== TEXT SECTION ==

I looked at things with a certain stoic humor.  It dawned on me that to get in good with the black boys; they made me out to be a racist.  I thought to myself, Hell I take it, that’s as good a weapon as any other and perhaps their fear of me might prevent problems.

Rita was good at figuring out how to track Katie down, and while the cell phones had a GPS element to them, the cell phone companies would only provide information with a court order.  But they did shut down Katie’s cell phone.  Yet, Katie somehow always got the upper hand.

Once again Katie ran away and Rita would call and have Katie’s cell phone shut down, but for whatever reason, Rita’s cell phone would stop working.  The cell company said not only was Rita’s cell phone working very well, it is racking up the cell bill quite a bit.  Then the cell operator got an idea and had Rita give the number of the SIM Card and it turned out that Katie swapped them. Yet, the police refused to write Katie up for theft, saying, it would be Katie’s word against her Mom’s and the courts would let her off anyway.

In one sense, I had to admire Katie and her ingenuity at causing trouble and wreaking havoc on the household, but what had concerned me was her sheer lack of common sense and lack of any sense of limits. Not to mention that no one is holding her accountable and she had no fear of the of the authorities or us.

One talent that Rita had in this was the ability to track down Katie and once Rita got your number with either helping Katie run away or if you hung with her, the next time  Katie ran, Rita would start calling then.  I got a kick out of this, as there was a bit of justice in it and amusement for me.  Not many of the people that Rita called liked it very much, so add them to the list of people threatening me, though I wasn’t directly involved.

===
== SUPPLIED MATERIAL ==

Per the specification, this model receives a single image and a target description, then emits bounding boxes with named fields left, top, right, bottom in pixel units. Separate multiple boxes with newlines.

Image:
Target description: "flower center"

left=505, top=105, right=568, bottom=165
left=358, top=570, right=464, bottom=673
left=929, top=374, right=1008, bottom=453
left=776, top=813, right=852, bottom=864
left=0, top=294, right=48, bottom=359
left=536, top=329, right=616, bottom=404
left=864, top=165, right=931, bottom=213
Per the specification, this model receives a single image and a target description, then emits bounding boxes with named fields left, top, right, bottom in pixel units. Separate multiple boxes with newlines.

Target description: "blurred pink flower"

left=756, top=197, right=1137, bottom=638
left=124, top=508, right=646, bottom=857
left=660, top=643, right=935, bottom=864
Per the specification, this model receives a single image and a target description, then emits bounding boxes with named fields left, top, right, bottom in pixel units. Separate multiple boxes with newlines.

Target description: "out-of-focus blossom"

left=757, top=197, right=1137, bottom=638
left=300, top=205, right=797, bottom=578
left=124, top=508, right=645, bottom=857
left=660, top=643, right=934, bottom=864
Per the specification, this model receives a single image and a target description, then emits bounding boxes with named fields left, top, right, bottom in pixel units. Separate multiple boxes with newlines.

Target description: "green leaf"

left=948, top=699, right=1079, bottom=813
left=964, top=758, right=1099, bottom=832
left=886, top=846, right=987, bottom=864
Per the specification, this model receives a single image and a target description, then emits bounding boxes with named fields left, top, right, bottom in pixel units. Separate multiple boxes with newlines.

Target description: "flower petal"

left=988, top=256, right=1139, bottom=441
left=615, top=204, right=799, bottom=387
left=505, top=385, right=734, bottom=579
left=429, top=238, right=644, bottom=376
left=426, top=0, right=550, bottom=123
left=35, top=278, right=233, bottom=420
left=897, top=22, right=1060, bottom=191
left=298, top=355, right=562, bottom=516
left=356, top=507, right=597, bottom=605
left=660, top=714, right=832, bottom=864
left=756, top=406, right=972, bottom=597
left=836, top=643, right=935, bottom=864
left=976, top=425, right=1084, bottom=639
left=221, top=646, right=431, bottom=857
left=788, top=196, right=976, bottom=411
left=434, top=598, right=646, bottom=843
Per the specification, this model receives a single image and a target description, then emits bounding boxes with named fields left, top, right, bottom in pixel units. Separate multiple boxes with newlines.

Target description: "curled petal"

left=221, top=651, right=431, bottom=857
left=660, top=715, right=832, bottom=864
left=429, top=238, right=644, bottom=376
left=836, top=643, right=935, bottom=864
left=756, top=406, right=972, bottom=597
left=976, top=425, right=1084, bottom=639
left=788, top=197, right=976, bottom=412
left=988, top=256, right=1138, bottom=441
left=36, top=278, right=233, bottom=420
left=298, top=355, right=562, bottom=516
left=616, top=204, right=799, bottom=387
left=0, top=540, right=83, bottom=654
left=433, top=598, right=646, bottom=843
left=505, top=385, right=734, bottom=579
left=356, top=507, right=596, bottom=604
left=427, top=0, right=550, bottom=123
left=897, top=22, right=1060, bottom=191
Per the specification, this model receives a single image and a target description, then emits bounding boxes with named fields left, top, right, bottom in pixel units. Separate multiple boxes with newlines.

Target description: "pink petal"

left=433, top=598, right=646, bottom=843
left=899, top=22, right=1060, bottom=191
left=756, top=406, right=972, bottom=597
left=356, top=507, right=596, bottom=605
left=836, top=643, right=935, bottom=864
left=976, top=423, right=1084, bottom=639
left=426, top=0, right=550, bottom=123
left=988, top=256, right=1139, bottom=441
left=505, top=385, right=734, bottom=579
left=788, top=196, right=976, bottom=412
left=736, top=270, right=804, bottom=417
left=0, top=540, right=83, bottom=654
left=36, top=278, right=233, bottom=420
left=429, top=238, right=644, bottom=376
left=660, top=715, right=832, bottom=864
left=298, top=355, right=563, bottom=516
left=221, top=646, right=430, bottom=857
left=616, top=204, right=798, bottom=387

===

GIVEN PROBLEM 1
In the passage about Katie, what did the police refuse to do?
GIVEN PROBLEM 2
Transcribe the part of the passage about Katie between "Rita was good" and "her off anyway.", inclusive.

REPLY 1
They refused to write Katie up for theft.

REPLY 2
Rita was good at figuring out how to track Katie down, and while the cell phones had a GPS element to them, the cell phone companies would only provide information with a court order.  But they did shut down Katie’s cell phone.  Yet, Katie somehow always got the upper hand.

Once again Katie ran away and Rita would call and have Katie’s cell phone shut down, but for whatever reason, Rita’s cell phone would stop working.  The cell company said not only was Rita’s cell phone working very well, it is racking up the cell bill quite a bit.  Then the cell operator got an idea and had Rita give the number of the SIM Card and it turned out that Katie swapped them. Yet, the police refused to write Katie up for theft, saying, it would be Katie’s word against her Mom’s and the courts would let her off anyway.